Segment Open
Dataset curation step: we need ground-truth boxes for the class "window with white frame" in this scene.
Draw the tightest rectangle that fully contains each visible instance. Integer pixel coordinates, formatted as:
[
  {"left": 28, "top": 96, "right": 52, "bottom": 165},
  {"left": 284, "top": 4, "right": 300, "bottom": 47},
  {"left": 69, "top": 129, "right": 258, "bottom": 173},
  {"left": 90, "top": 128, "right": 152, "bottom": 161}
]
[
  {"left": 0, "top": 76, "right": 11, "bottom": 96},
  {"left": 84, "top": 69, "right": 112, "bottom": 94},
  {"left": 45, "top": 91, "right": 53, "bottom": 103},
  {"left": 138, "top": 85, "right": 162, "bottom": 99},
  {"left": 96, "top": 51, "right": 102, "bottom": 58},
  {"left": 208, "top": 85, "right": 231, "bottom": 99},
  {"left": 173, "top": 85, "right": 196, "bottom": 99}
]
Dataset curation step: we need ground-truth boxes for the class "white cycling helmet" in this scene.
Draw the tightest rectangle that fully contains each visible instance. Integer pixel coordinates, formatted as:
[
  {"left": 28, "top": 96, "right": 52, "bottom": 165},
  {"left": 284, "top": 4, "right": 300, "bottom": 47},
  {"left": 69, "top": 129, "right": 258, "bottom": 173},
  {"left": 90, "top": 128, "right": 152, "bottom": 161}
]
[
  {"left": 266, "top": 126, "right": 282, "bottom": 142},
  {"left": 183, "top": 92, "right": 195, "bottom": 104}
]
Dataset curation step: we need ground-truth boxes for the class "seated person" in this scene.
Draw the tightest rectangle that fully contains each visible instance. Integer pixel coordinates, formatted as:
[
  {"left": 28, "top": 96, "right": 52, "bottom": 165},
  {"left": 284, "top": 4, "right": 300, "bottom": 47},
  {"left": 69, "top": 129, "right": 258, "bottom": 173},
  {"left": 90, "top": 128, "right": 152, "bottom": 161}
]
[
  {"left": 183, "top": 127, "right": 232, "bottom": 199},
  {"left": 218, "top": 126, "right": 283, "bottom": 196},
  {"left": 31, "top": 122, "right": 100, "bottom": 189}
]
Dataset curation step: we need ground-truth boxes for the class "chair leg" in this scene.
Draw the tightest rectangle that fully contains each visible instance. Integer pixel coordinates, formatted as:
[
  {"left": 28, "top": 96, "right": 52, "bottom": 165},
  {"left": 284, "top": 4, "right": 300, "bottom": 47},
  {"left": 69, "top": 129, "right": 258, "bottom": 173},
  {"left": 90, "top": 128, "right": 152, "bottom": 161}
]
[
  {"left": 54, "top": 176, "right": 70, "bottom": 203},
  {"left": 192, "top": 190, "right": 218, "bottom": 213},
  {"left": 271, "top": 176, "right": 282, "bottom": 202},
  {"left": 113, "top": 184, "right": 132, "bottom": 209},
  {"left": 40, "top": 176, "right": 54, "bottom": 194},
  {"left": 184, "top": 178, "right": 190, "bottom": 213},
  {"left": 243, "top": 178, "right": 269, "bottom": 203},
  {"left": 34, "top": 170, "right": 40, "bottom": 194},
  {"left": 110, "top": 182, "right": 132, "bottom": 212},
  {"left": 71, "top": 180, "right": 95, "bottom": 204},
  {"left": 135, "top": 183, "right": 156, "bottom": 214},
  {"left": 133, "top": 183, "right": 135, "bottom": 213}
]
Segment Closed
Prompt
Reproduce, please, every line of the records above without alteration.

Task result
Dataset curation step: we need ground-truth boxes for the class "window with white frame" in this scene.
Draw the tightest rectangle that fully contains each visible instance. Integer pixel coordinates, formatted as:
[
  {"left": 28, "top": 96, "right": 52, "bottom": 165},
  {"left": 284, "top": 4, "right": 300, "bottom": 47},
  {"left": 69, "top": 129, "right": 258, "bottom": 173},
  {"left": 90, "top": 128, "right": 152, "bottom": 161}
]
[
  {"left": 0, "top": 76, "right": 11, "bottom": 96},
  {"left": 84, "top": 69, "right": 112, "bottom": 94},
  {"left": 45, "top": 91, "right": 53, "bottom": 103},
  {"left": 138, "top": 85, "right": 162, "bottom": 99},
  {"left": 96, "top": 51, "right": 102, "bottom": 58},
  {"left": 208, "top": 85, "right": 231, "bottom": 99},
  {"left": 173, "top": 85, "right": 196, "bottom": 99}
]
Dataset curation step: we need ground-truth boxes for the class "white cycling helmet" in this scene.
Draw the tightest rectangle that fully contains each visible instance. Integer pixel coordinates, formatted as:
[
  {"left": 28, "top": 96, "right": 52, "bottom": 165},
  {"left": 284, "top": 4, "right": 300, "bottom": 47},
  {"left": 69, "top": 129, "right": 258, "bottom": 173},
  {"left": 90, "top": 128, "right": 152, "bottom": 161}
]
[
  {"left": 266, "top": 126, "right": 282, "bottom": 142},
  {"left": 183, "top": 92, "right": 195, "bottom": 104}
]
Dataset curation step: we need ground-truth boxes for the class "seated person" in this scene.
Draw the tightest rectangle that fully contains each visible instance. Integer pixel coordinates, formatted as:
[
  {"left": 28, "top": 96, "right": 52, "bottom": 165},
  {"left": 284, "top": 4, "right": 300, "bottom": 47},
  {"left": 69, "top": 129, "right": 258, "bottom": 173},
  {"left": 90, "top": 128, "right": 152, "bottom": 161}
]
[
  {"left": 183, "top": 127, "right": 232, "bottom": 199},
  {"left": 218, "top": 126, "right": 283, "bottom": 196},
  {"left": 31, "top": 122, "right": 100, "bottom": 189}
]
Dataset curation step: we need ground-truth boxes for the class "chair leg" in this scene.
Draw the tightest rectangle that fully contains each visible instance. Integer pixel coordinates, formatted as:
[
  {"left": 28, "top": 96, "right": 52, "bottom": 165},
  {"left": 284, "top": 4, "right": 300, "bottom": 47},
  {"left": 69, "top": 129, "right": 258, "bottom": 173},
  {"left": 90, "top": 128, "right": 152, "bottom": 161}
]
[
  {"left": 54, "top": 176, "right": 70, "bottom": 203},
  {"left": 192, "top": 190, "right": 218, "bottom": 213},
  {"left": 271, "top": 176, "right": 282, "bottom": 202},
  {"left": 113, "top": 184, "right": 132, "bottom": 209},
  {"left": 40, "top": 176, "right": 54, "bottom": 194},
  {"left": 184, "top": 178, "right": 190, "bottom": 213},
  {"left": 243, "top": 178, "right": 269, "bottom": 203},
  {"left": 34, "top": 170, "right": 40, "bottom": 194},
  {"left": 110, "top": 182, "right": 132, "bottom": 212},
  {"left": 71, "top": 180, "right": 95, "bottom": 204},
  {"left": 135, "top": 183, "right": 156, "bottom": 214},
  {"left": 133, "top": 183, "right": 135, "bottom": 213}
]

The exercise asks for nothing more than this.